WHAT YOU WILL DO:
Find the line with "Query: second red fire truck". Transcribe it and each later line of the data exactly, up to and including the last.

BEGIN GIVEN ENTRIES

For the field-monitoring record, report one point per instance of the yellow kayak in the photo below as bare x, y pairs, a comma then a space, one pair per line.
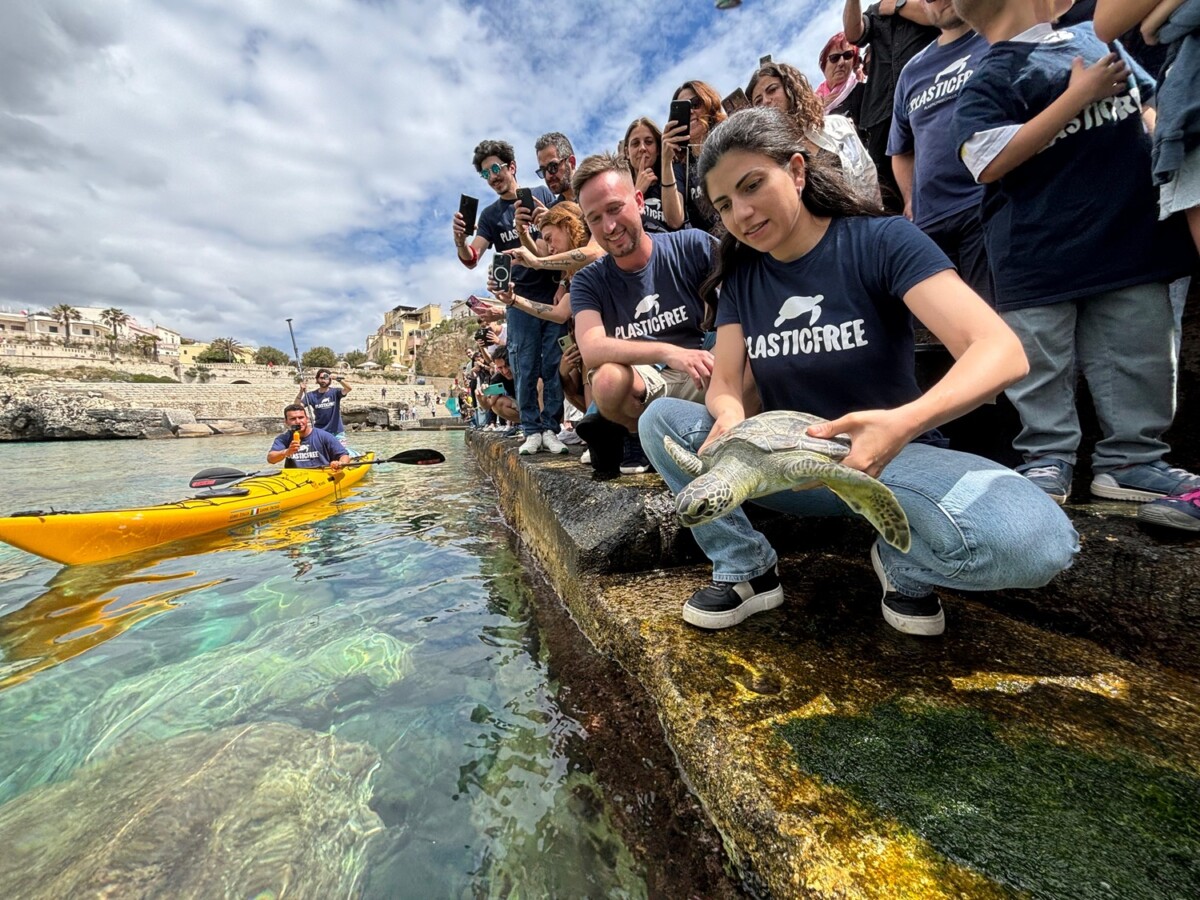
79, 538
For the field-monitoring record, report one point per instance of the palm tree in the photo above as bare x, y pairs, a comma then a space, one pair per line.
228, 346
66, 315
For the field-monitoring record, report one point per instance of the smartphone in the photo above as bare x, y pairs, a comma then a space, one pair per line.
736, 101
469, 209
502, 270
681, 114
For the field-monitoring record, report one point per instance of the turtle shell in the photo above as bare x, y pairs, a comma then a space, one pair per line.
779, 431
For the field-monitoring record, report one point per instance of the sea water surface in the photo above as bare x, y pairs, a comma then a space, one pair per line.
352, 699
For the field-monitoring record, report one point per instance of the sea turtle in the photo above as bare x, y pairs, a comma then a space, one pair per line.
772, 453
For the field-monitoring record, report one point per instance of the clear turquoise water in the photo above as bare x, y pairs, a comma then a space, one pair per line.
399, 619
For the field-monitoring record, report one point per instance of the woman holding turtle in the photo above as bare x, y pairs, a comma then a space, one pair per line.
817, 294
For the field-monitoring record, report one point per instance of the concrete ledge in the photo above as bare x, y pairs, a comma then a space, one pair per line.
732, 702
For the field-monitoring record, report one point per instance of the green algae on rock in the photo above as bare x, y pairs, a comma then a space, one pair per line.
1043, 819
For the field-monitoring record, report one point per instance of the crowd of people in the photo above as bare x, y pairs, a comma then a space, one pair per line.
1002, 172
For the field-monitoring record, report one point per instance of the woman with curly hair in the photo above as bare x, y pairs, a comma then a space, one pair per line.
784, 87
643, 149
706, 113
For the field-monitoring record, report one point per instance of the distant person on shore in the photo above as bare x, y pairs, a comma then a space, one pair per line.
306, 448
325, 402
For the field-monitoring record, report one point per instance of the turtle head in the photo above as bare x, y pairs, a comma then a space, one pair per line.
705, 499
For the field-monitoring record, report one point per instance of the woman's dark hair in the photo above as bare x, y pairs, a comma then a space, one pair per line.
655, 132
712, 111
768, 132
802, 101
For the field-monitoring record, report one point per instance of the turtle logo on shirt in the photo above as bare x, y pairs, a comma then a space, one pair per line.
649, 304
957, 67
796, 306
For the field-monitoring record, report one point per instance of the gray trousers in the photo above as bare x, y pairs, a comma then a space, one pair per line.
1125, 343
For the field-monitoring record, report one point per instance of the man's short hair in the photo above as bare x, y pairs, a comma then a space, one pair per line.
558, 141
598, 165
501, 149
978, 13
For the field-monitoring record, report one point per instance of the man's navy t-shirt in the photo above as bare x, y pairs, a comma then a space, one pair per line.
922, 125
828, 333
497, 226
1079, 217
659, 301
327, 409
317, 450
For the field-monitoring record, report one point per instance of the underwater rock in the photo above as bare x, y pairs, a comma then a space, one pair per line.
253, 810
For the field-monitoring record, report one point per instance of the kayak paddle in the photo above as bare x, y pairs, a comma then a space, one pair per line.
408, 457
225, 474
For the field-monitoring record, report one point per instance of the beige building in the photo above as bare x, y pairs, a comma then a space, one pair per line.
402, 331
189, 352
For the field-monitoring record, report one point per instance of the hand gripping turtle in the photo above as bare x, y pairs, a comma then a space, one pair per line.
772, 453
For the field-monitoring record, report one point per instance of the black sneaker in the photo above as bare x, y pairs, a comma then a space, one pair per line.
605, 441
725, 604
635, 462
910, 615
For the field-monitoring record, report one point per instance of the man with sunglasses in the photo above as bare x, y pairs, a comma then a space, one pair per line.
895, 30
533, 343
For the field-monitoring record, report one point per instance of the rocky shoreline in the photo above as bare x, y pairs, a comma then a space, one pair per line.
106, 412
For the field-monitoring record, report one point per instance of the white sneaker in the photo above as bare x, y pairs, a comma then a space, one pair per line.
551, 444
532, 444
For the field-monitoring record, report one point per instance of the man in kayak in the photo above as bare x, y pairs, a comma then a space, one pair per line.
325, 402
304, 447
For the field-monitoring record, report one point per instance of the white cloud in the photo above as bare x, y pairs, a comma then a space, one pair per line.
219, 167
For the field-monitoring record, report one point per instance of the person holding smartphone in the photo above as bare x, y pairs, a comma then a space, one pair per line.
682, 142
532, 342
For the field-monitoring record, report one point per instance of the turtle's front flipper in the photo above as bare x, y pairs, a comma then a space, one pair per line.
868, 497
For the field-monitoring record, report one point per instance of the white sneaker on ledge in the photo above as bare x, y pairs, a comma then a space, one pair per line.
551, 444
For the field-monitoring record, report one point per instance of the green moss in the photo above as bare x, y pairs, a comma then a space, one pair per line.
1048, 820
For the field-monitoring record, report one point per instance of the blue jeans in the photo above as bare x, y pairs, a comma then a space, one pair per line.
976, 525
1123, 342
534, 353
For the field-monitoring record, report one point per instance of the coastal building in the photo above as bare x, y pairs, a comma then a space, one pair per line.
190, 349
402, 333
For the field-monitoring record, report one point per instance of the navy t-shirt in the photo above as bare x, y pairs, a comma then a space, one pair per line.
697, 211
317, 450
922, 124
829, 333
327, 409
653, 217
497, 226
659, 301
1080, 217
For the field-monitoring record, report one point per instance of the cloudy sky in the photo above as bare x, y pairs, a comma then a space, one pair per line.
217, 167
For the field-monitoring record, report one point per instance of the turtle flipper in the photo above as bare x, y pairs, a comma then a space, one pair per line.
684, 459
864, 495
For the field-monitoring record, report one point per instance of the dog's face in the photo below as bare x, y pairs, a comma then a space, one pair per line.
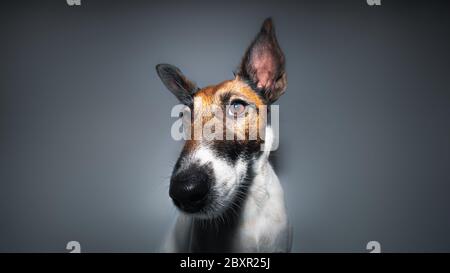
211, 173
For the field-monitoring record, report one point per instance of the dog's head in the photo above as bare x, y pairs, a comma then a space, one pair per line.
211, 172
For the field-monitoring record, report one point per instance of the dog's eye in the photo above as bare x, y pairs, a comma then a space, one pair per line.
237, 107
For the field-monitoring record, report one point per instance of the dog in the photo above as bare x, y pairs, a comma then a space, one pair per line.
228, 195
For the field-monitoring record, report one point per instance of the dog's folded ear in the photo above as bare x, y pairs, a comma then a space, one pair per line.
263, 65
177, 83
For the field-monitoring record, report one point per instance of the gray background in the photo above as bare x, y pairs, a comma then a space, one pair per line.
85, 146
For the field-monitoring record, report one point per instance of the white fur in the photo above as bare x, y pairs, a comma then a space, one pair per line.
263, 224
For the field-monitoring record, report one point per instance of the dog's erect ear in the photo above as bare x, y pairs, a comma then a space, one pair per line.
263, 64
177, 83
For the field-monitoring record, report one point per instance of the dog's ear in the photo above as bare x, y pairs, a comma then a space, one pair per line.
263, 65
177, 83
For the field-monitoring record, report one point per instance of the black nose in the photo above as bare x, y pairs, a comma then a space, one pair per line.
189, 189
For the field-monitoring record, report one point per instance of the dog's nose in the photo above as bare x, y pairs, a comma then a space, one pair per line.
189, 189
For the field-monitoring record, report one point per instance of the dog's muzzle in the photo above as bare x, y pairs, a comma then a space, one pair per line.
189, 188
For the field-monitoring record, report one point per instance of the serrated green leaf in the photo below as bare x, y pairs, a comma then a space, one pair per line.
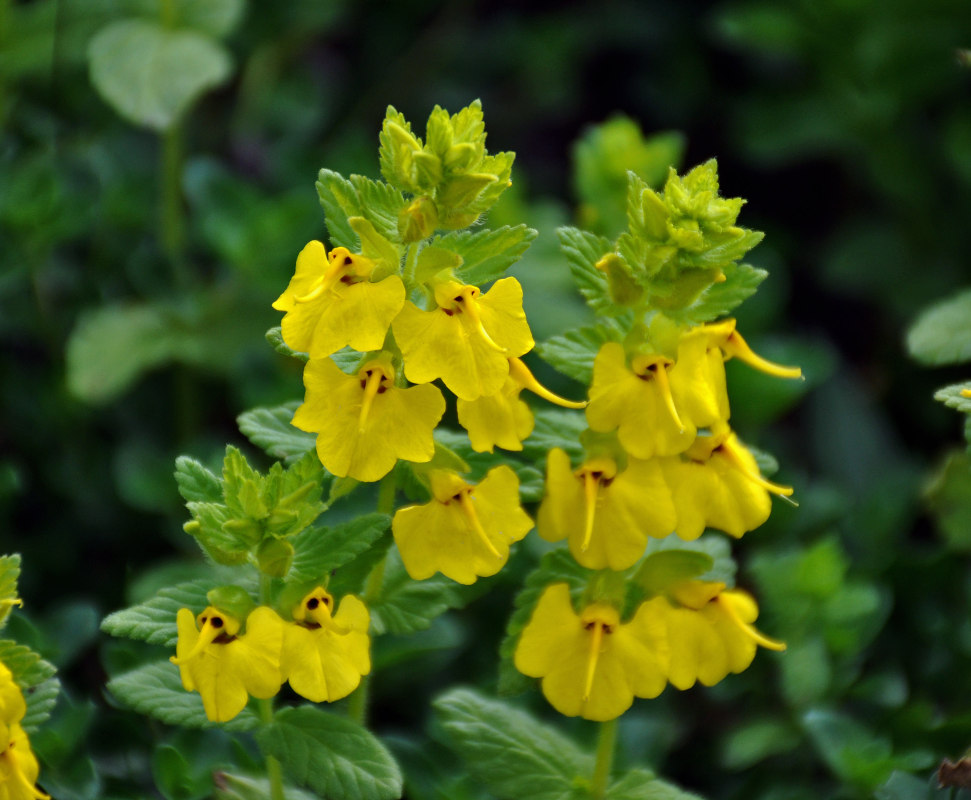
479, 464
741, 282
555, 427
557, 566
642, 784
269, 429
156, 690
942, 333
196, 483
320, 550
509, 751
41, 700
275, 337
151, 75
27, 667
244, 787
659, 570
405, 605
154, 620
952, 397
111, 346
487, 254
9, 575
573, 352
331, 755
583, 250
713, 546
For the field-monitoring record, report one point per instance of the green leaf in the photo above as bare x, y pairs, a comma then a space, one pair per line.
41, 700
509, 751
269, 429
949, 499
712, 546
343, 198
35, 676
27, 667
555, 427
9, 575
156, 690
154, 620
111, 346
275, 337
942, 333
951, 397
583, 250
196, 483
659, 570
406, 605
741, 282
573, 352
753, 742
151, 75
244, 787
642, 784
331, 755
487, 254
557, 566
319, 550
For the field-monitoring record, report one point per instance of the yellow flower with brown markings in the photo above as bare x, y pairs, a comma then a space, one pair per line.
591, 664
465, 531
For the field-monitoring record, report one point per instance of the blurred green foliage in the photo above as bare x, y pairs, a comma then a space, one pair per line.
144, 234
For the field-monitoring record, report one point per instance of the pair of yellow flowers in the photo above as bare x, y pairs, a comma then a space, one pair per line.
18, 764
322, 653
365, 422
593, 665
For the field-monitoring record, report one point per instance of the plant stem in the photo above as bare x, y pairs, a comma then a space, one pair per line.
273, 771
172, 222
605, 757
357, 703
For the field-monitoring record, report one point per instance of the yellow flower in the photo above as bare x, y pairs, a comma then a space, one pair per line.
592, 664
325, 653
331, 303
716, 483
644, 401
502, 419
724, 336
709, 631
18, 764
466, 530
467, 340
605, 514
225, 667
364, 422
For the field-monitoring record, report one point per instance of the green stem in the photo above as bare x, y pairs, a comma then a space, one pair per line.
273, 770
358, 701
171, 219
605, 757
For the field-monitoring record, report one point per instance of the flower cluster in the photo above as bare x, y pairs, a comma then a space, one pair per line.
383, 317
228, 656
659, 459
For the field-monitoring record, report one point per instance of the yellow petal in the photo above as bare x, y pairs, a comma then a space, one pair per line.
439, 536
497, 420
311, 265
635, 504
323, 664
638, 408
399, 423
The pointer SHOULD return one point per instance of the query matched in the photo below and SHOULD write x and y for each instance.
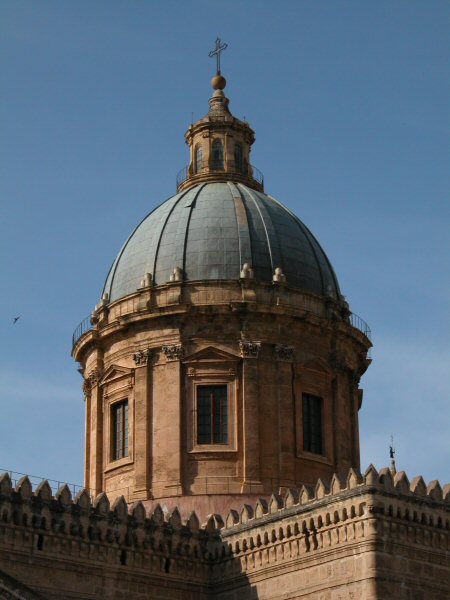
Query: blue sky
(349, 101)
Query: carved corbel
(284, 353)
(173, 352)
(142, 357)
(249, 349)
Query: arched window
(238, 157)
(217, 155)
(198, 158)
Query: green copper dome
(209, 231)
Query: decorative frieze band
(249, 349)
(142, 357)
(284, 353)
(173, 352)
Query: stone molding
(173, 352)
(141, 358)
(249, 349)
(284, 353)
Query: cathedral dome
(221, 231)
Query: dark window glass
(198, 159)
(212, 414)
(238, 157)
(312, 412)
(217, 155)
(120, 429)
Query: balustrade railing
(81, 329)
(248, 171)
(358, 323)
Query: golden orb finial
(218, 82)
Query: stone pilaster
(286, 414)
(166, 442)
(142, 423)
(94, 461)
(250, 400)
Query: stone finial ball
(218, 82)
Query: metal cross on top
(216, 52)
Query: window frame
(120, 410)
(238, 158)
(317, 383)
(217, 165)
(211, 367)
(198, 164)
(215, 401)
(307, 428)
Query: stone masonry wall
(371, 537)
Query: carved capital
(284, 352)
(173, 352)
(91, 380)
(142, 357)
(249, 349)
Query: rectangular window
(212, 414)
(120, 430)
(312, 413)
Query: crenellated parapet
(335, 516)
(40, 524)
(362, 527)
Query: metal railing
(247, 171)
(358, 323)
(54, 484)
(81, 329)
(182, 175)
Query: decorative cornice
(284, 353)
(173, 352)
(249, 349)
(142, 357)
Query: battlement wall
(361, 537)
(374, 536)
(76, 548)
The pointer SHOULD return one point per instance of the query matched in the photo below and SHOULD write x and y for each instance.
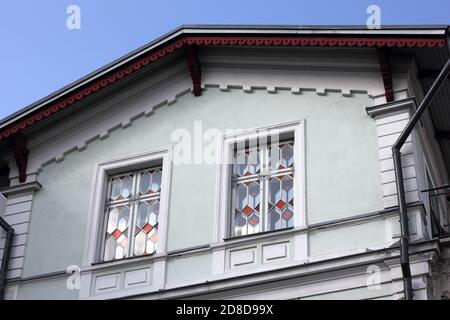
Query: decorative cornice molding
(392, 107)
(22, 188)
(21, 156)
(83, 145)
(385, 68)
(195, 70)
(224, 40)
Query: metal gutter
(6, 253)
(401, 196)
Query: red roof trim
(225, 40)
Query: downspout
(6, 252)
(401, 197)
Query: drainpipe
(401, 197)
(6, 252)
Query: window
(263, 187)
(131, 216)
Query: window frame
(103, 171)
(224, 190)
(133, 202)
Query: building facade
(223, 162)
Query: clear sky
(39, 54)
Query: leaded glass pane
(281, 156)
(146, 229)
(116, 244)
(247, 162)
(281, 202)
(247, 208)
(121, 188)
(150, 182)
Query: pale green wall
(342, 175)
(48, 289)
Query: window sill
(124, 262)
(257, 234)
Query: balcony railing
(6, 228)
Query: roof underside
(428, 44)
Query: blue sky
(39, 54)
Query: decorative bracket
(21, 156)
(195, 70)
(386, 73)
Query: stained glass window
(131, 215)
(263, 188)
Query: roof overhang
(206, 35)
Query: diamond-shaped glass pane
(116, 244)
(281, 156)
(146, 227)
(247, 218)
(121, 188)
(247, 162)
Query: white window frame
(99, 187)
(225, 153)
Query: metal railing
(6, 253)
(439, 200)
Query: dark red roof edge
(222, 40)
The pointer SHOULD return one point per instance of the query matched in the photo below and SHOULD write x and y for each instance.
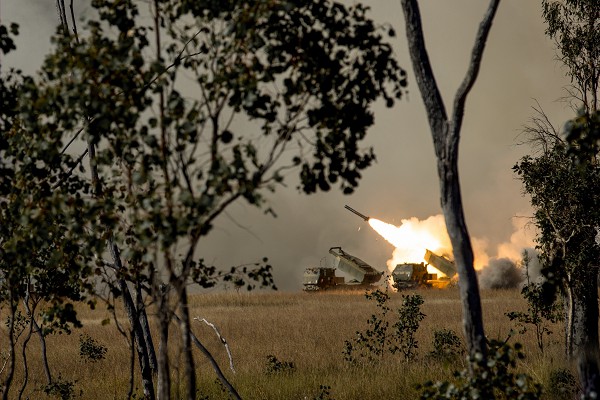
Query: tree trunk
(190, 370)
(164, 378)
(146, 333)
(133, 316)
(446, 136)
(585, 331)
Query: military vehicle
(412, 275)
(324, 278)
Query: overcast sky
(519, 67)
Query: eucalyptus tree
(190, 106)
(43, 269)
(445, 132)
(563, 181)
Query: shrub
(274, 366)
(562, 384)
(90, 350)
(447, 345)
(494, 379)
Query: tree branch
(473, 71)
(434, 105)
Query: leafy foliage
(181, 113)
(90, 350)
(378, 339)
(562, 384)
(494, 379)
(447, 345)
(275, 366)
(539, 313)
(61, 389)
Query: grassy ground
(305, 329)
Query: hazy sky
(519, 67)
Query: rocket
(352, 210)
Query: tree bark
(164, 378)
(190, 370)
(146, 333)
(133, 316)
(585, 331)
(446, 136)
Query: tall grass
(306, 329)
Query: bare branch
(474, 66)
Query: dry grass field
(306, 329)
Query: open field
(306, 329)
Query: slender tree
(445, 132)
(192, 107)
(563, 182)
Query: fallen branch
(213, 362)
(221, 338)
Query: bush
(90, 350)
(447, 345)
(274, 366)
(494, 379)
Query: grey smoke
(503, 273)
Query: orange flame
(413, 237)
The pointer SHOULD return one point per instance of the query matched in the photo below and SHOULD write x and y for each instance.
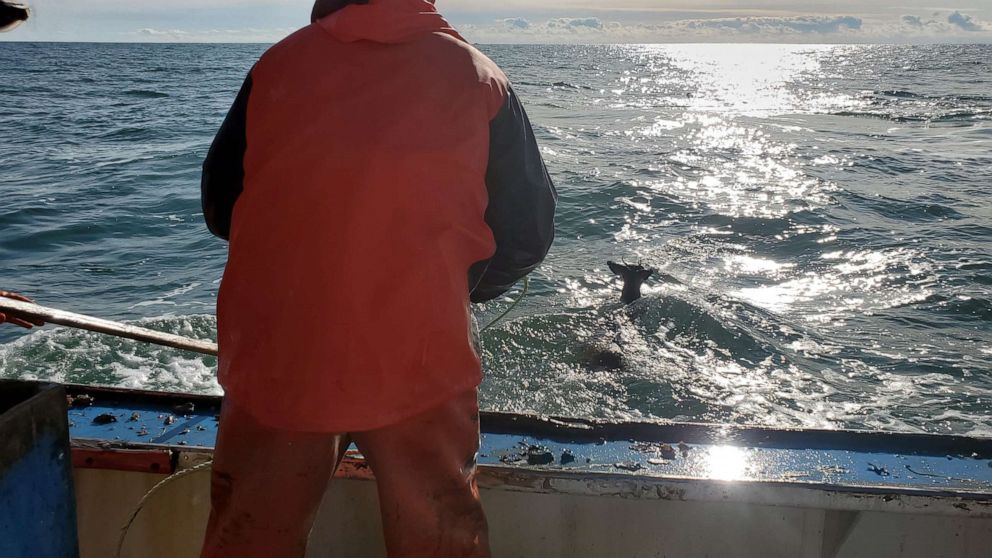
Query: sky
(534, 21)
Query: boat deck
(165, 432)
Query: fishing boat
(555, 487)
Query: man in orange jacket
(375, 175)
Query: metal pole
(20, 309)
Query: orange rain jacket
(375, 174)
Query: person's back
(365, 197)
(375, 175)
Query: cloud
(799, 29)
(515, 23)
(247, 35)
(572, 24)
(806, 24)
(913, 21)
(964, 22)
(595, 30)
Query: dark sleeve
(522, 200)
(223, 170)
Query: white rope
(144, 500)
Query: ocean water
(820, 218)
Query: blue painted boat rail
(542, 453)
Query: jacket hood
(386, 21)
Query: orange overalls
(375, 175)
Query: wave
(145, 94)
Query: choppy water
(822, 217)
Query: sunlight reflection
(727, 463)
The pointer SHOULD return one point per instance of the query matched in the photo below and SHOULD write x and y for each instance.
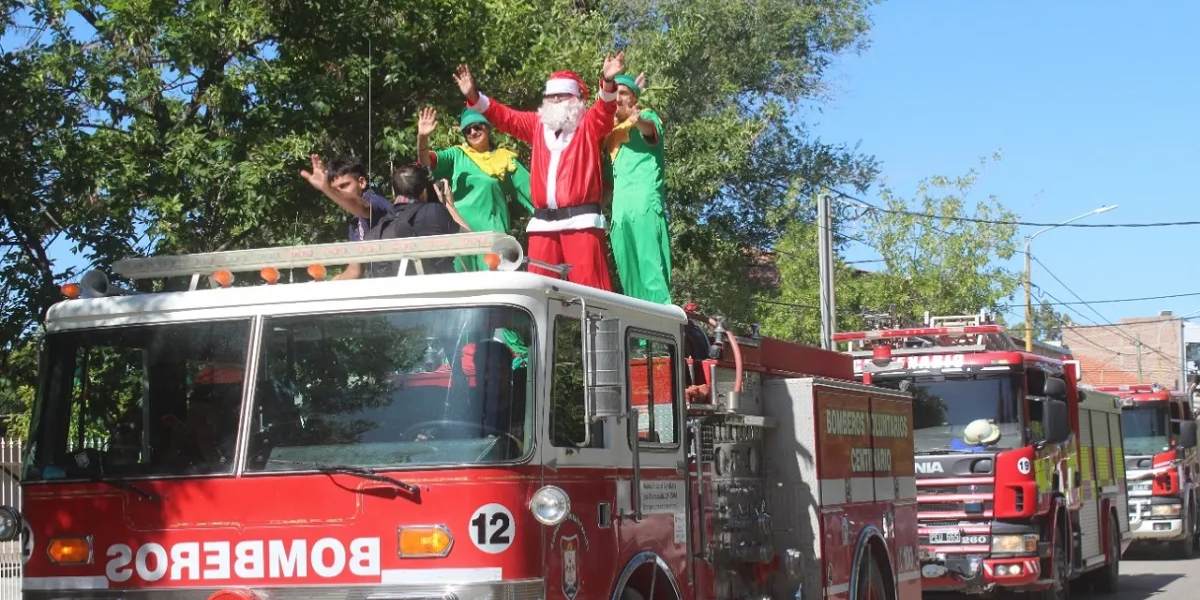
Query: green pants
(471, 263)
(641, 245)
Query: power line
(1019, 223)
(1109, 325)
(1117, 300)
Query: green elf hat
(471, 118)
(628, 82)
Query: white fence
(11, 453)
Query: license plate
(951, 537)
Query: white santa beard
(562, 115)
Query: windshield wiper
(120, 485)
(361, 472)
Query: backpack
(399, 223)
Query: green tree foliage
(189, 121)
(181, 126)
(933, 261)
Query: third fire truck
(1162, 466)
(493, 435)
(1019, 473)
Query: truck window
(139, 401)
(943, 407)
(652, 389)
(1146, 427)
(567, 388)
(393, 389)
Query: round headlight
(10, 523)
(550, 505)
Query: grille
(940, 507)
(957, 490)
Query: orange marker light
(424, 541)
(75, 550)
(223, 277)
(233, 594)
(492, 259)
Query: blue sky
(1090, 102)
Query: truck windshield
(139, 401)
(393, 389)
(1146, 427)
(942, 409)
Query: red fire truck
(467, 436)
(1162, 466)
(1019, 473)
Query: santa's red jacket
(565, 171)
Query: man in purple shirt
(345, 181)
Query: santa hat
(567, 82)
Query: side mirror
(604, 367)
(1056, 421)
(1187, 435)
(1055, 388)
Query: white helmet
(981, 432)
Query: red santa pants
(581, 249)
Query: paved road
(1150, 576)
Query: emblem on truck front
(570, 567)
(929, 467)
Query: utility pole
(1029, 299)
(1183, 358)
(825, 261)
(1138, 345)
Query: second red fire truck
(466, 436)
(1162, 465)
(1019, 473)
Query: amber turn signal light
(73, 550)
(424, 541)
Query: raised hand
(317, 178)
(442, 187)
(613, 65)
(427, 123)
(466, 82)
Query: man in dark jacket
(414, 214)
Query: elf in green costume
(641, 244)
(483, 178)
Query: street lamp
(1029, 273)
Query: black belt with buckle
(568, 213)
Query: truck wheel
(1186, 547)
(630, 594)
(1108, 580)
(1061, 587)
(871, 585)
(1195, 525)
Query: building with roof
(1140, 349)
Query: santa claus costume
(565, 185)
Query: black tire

END GIVEN ENTRIES

ANSWER BOX:
Query: second red fire truck
(466, 436)
(1162, 465)
(1019, 473)
Query: amber turn signal light
(73, 550)
(424, 541)
Query: raised hand
(317, 178)
(442, 187)
(613, 65)
(427, 123)
(466, 82)
Query: man in dark jacket
(414, 214)
Query: elf in green costume
(641, 244)
(483, 178)
Query: street lamp
(1029, 273)
Query: black belt with buckle
(568, 213)
Query: truck wheel
(1186, 547)
(630, 594)
(1108, 580)
(1061, 587)
(871, 585)
(1195, 525)
Query: building with roof
(1140, 349)
Query: santa claus costume
(565, 185)
Query: black tire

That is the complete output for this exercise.